DIRECTIONS:
Would you print the records below word for word, without the pictures?

RECORDS FOR THE EXERCISE:
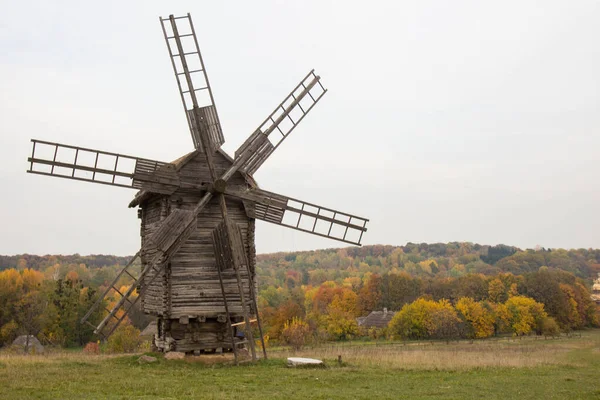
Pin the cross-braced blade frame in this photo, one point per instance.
(194, 88)
(282, 121)
(97, 166)
(303, 216)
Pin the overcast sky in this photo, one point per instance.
(445, 121)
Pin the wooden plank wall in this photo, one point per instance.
(192, 277)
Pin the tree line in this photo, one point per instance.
(320, 294)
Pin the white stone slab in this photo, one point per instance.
(297, 361)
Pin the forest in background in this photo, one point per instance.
(439, 290)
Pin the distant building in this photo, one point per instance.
(596, 290)
(376, 319)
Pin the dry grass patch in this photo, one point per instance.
(453, 356)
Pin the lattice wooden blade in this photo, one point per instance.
(303, 216)
(194, 88)
(282, 121)
(90, 165)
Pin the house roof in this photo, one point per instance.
(377, 319)
(144, 195)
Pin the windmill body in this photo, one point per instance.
(198, 213)
(186, 295)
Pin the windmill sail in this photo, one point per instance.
(83, 164)
(192, 81)
(281, 122)
(303, 216)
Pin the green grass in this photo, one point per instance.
(567, 368)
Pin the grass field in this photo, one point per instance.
(566, 368)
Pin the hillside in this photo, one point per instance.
(423, 260)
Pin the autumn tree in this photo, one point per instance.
(479, 320)
(525, 315)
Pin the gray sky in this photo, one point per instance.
(444, 121)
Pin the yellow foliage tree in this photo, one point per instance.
(480, 321)
(526, 315)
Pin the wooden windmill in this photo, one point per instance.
(198, 212)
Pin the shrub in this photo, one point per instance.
(550, 327)
(92, 348)
(295, 333)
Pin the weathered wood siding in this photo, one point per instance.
(190, 286)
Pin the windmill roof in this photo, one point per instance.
(144, 195)
(377, 319)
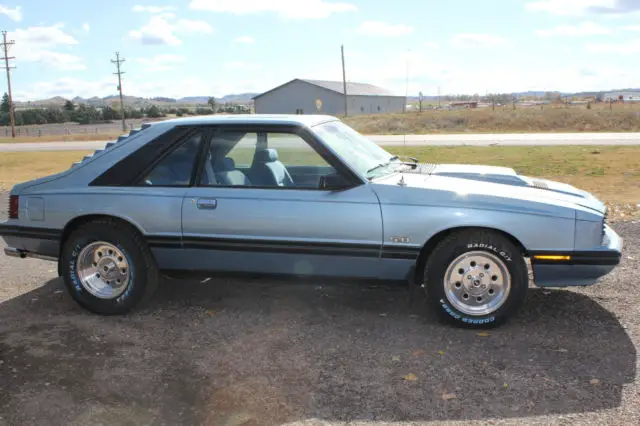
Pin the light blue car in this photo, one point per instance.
(305, 196)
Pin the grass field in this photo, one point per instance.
(610, 172)
(622, 118)
(556, 118)
(62, 138)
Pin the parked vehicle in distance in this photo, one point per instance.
(306, 196)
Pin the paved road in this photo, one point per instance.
(409, 140)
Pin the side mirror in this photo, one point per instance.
(334, 182)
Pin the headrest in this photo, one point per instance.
(267, 156)
(225, 164)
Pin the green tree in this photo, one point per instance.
(5, 106)
(154, 112)
(212, 102)
(109, 113)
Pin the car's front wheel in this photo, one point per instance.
(476, 278)
(107, 268)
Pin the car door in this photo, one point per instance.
(249, 214)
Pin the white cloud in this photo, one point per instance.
(239, 65)
(630, 47)
(477, 40)
(58, 60)
(14, 14)
(377, 28)
(579, 7)
(245, 40)
(38, 44)
(44, 36)
(287, 9)
(152, 9)
(162, 62)
(193, 26)
(580, 30)
(160, 30)
(157, 31)
(67, 87)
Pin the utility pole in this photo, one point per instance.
(118, 61)
(5, 45)
(344, 81)
(406, 83)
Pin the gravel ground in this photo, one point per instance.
(233, 352)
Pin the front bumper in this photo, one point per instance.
(583, 268)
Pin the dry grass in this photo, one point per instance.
(18, 167)
(622, 118)
(79, 137)
(612, 173)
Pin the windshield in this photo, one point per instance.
(362, 154)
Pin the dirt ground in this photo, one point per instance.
(232, 352)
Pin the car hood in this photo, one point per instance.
(492, 181)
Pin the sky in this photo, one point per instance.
(178, 48)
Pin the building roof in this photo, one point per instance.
(355, 89)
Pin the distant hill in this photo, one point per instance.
(247, 98)
(136, 101)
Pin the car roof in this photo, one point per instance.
(305, 120)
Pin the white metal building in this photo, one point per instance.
(327, 97)
(627, 96)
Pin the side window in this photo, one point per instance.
(176, 168)
(266, 160)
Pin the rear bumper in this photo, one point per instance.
(583, 268)
(22, 254)
(22, 242)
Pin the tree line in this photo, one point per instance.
(88, 114)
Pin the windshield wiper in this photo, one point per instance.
(381, 165)
(378, 167)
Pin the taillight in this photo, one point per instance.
(14, 202)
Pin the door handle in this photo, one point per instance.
(207, 203)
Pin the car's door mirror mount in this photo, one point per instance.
(334, 182)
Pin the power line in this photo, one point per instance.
(6, 44)
(119, 61)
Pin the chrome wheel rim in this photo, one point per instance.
(477, 283)
(103, 270)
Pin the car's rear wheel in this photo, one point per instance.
(107, 267)
(476, 278)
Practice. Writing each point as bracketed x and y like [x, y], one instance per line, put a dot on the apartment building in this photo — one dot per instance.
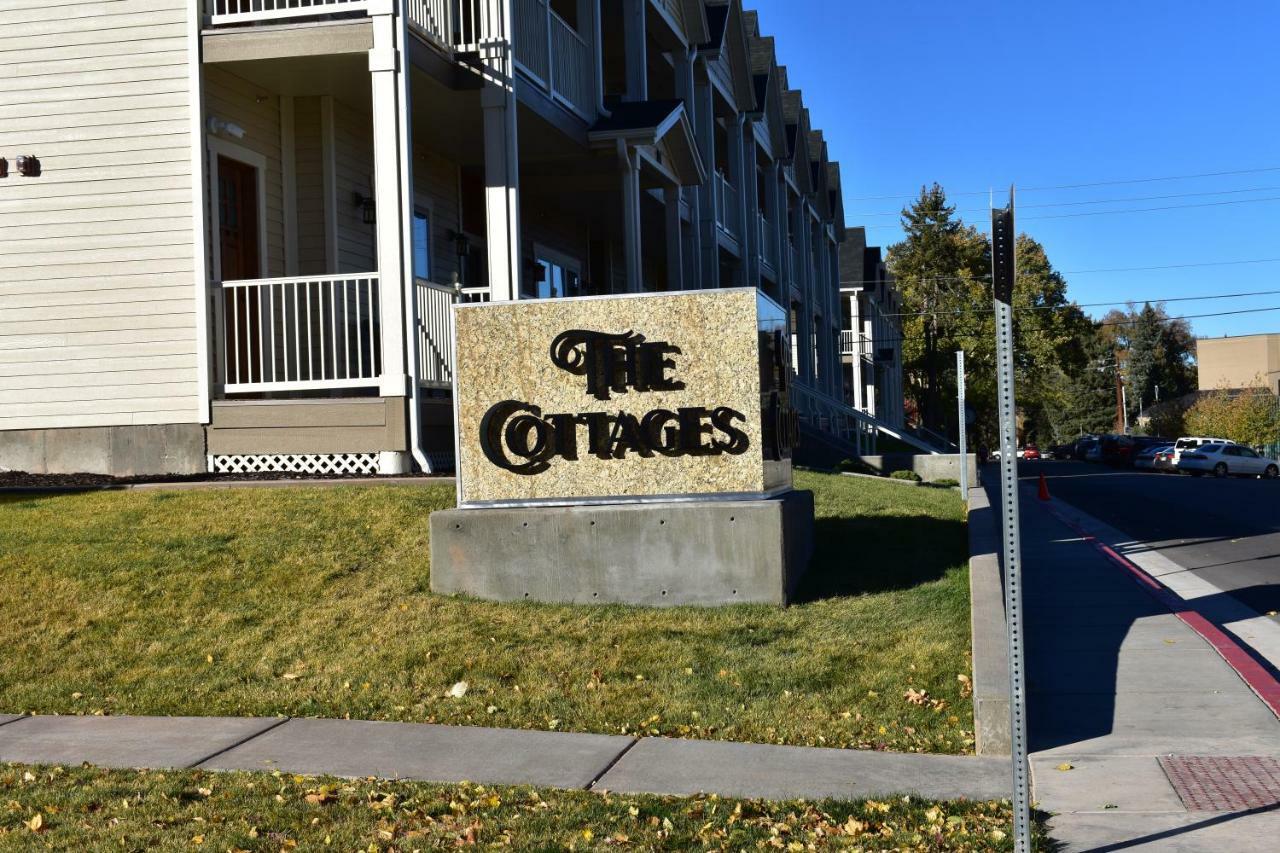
[234, 228]
[1239, 361]
[871, 331]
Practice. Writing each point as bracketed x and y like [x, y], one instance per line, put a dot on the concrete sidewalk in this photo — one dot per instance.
[1115, 683]
[423, 752]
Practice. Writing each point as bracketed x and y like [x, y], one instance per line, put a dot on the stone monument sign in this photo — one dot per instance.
[632, 448]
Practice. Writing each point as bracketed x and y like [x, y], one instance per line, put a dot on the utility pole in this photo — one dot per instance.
[964, 424]
[1004, 274]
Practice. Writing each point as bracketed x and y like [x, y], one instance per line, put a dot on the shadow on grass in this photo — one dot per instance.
[874, 553]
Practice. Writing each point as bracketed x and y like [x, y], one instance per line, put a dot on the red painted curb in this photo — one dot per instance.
[1257, 676]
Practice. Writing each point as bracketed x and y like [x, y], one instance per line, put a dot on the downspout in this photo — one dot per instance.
[403, 115]
[599, 64]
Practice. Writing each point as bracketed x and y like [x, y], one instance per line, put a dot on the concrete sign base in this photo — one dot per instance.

TASK SOLUTION:
Pin the cross-braced blade frame in this photo, one point per instance.
(194, 88)
(282, 121)
(97, 166)
(303, 216)
Pin the overcast sky in this photo, one point per instance.
(445, 121)
Pin the wooden plank wall in this photo, one point per instance.
(192, 277)
Pin the tree line in this photo, one point per instance.
(320, 294)
Pin the white stone slab in this photo, one point per instance.
(297, 361)
Pin the forest in background in this photo, one point per instance.
(439, 290)
Pin the distant building in this photo, one point per instance.
(596, 290)
(376, 319)
Pin the dry grass patch in this photo, one point per instance.
(453, 356)
Pin the lattice wooden blade in this photo, one point per instance.
(303, 216)
(194, 88)
(282, 121)
(90, 165)
Pin the house roof in this photo, one point per instance.
(377, 319)
(144, 195)
Pin the windmill body in this photo, one point per instance.
(198, 213)
(186, 295)
Pin the windmill sail in this photo, one point per instance.
(83, 164)
(192, 81)
(281, 122)
(303, 216)
Pin the green grass in this photo, one point per instance.
(567, 368)
Pin the grass field in this photo, one point per instance.
(566, 368)
Pin the hillside in this photo, one point per instance.
(423, 260)
Pin the autumn tree in this photo, one point per instance.
(479, 320)
(525, 315)
Pin the gray sky in this photo, one point per instance.
(444, 121)
Pin the yellow foliage tree in this photo, one point per instance.
(480, 321)
(526, 315)
Pin the wooden windmill in this photo, one point per instance.
(198, 212)
Pin the shrub in this photo, one point per instance.
(550, 327)
(92, 348)
(295, 333)
Pin the weathered wood siding in this photo, one point per instance.
(190, 286)
Pin the windmill roof in this photo, one point per instance.
(144, 195)
(377, 319)
Pin the light blue car in this photo, one point per instance.
(305, 196)
Pin the grass field in this photo, one point per instance.
(610, 172)
(622, 118)
(556, 118)
(62, 138)
Pin the parked vehicle in distance in this photo, one point per instance.
(306, 196)
Pin the paved road in this photo, one point per instance.
(409, 140)
Pin the side mirror in this photo, one point per instance.
(334, 182)
Pin the headrest in this photo, one point per instance.
(267, 156)
(225, 164)
Pin the green tree in this photo, one point per instance.
(5, 106)
(154, 112)
(212, 102)
(109, 113)
Pin the car's front wheel in this photo, one point per instance.
(476, 278)
(107, 268)
Pin the car door in this photo, one point per instance.
(249, 214)
Pin the white cloud in this photo, one point per instance.
(239, 65)
(630, 47)
(477, 40)
(58, 60)
(14, 14)
(377, 28)
(579, 7)
(245, 40)
(38, 44)
(44, 36)
(287, 9)
(152, 9)
(162, 62)
(193, 26)
(580, 30)
(160, 30)
(157, 31)
(67, 87)
Pin the utility pole in this photo, one point per instance.
(118, 61)
(5, 45)
(344, 81)
(406, 83)
Pin the gravel ground in this photo, one point per instance.
(233, 352)
Pin the front bumper in this photo, one point per instance.
(583, 268)
Pin the dry grass in this photo, one point per instance.
(18, 167)
(622, 118)
(79, 137)
(612, 173)
Pin the windshield in this photo, one point per instance.
(362, 154)
Pin the dirt ground in this photo, one point per instance.
(232, 352)
Pin the car hood in this photo, one point per instance.
(492, 181)
Pin the sky in this photo, one point per instance.
(178, 48)
Pin the building roof in this photo, one point per instance.
(355, 89)
Pin the distant hill in this photo, one point per instance.
(247, 98)
(136, 101)
Pin the car roof in this photo, one point per instance.
(305, 120)
Pin the white metal building in this photo, one point per instance.
(327, 97)
(627, 96)
Pin the side window in this photo, one point per instance.
(176, 168)
(266, 160)
Pin the rear bumper in this photo, one point per instance.
(583, 268)
(22, 254)
(22, 242)
Pin the tree line in this photo, one point per instance.
(88, 114)
Pin the windshield wiper in this photo, one point per instance.
(381, 165)
(378, 167)
Pin the taillight in this photo, one point per instance.
(14, 202)
Pin the door handle in this photo, one point per instance.
(207, 203)
Pin the car's door mirror mount in this photo, one point per instance.
(334, 182)
Pin the power line in this photo, one point per instance.
(6, 44)
(119, 61)
Pin the chrome wheel rim in this photo, one point per instance.
(477, 283)
(103, 270)
Pin the car's rear wheel in this photo, one point per instance.
(107, 267)
(476, 278)
Practice. Writing each point as bracketed x and y like [x, y], one instance per line, put a dot on the apartment building in this photo — one dot per instance.
[234, 228]
[1239, 361]
[871, 331]
Practice. Writing each point as bracketed x and y like [x, y], one instance per line, put a dot on the concrete sidewalk in this photo — one dot per instance.
[1115, 683]
[423, 752]
Practice. Writing each point as bracketed x and y like [x, y], one instance per line, put a dot on the stone monument sign in this photo — one dot per instance.
[632, 448]
Practice. Writing each point as bracketed x and y like [x, y], one instance per line, put a dot on the utility pole in this photo — one dot per instance.
[964, 424]
[1004, 274]
Practice. Writing each point as bracketed x and y like [x, y], one instance per line, put a dot on the shadow on grass in this photo — one dot per instance.
[874, 553]
Practice. Writing each point as bracketed x and y like [x, y], one instance per line, put a dot on the red painted curb in this photo — one dot per instance.
[1257, 676]
Practice. Writing each point as bracketed x and y like [x, y], one instance per line, put a dot on the downspout in this photo — one dot per instance.
[403, 115]
[599, 64]
Practice. Writing each point as bracketed x and y like [x, y], one instance per line, put a dot on the concrete sign base in this photo — one dot per instance.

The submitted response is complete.